[PROBLEM TO WORK ON]:
Copy out all of the entries below in full. Multiply each bounding box coordinate by 0.4 and round it to the nearest whole number, rounding halves up.

(Entries from a dataset)
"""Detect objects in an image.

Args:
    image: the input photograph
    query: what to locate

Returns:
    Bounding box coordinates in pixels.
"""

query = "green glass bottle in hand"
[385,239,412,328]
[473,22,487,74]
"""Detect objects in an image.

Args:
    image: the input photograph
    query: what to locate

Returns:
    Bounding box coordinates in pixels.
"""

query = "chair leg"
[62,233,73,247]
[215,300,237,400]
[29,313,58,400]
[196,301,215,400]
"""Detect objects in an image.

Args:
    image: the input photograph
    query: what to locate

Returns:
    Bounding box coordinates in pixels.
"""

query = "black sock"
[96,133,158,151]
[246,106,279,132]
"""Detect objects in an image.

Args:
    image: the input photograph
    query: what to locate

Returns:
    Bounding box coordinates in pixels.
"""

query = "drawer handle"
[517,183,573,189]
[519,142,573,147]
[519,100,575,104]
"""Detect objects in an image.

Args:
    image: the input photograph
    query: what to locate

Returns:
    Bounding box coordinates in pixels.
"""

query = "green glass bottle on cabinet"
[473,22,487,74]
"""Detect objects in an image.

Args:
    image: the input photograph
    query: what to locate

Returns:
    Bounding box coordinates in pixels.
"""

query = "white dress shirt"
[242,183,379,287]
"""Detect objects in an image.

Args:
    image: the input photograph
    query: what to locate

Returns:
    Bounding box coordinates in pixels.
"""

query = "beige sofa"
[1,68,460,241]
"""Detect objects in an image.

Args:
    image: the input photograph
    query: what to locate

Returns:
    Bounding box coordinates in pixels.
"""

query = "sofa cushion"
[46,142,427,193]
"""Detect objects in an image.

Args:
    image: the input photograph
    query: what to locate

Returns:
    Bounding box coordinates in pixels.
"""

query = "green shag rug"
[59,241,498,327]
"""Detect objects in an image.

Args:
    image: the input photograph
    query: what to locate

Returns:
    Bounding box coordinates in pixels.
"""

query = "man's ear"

[EXERCISE SOLUTION]:
"""Detect objects in an image.

Args:
    image: the input photograph
    query: what to locate

Returns:
    Bounding box coordinates in pixels.
"""

query = "green glass bottle in hand"
[154,96,165,131]
[189,9,195,30]
"""Detect objects in an image.

Args:
    image: the input photograph
    query: what to locate

Returns:
    Bounding box coordinates in pixels.
"""

query = "chair leg"
[25,93,29,99]
[86,120,95,160]
[12,125,23,160]
[78,120,86,160]
"""Detect objects in an image.

Args:
    image: the input photograph
    query: what to locate

Returns:
    Bounding box coordinates in pixels.
"""

query = "black sock"
[38,53,63,60]
[98,42,112,53]
"""Detect objects in an image.

Args:
    image: the input photograph
    query: what to locate

Returns:
    Bounding box coordinates in pixels.
"""

query = "drawer handle"
[207,73,229,76]
[208,57,229,59]
[208,40,230,42]
"""Detect objects in an image.

Args:
    image: the input photograph
    query: what to locate

Returns:
    Bounding box coordinates in pixels.
"""

query = "green glass bottle on cabinet"
[189,9,195,30]
"""Detect objects in an image.

Args:
    image: the input photograph
    query: what to locate

Returns:
    Bounding box coordinates in pixels.
"""

query = "white dress shirt"
[97,73,152,115]
"""Detect objects in an image.

Args:
    image: the input photograph
    query: what to locate

Returns:
    Bounding box coordinates in pixels.
"""

query = "beige sofa"
[0,27,184,96]
"""Detect objects in an image.

Args:
    image: the input photograph
    query: what to locate

Returns:
    Bounding box coordinates in pixels.
"""

query = "sofa cushion"
[18,57,171,77]
"""Detect objects in an image.

Args:
    image: the input photograph
    query: what to locate

Returns:
    Bounding box coordinates in pixels.
"""

query = "green shag rug"
[24,96,199,131]
"""Detect objects in an image.

Args:
    image: the input photograph
    query: what to locate

Returns:
    Bounding box coordinates in pixels.
"""

query = "man's ear"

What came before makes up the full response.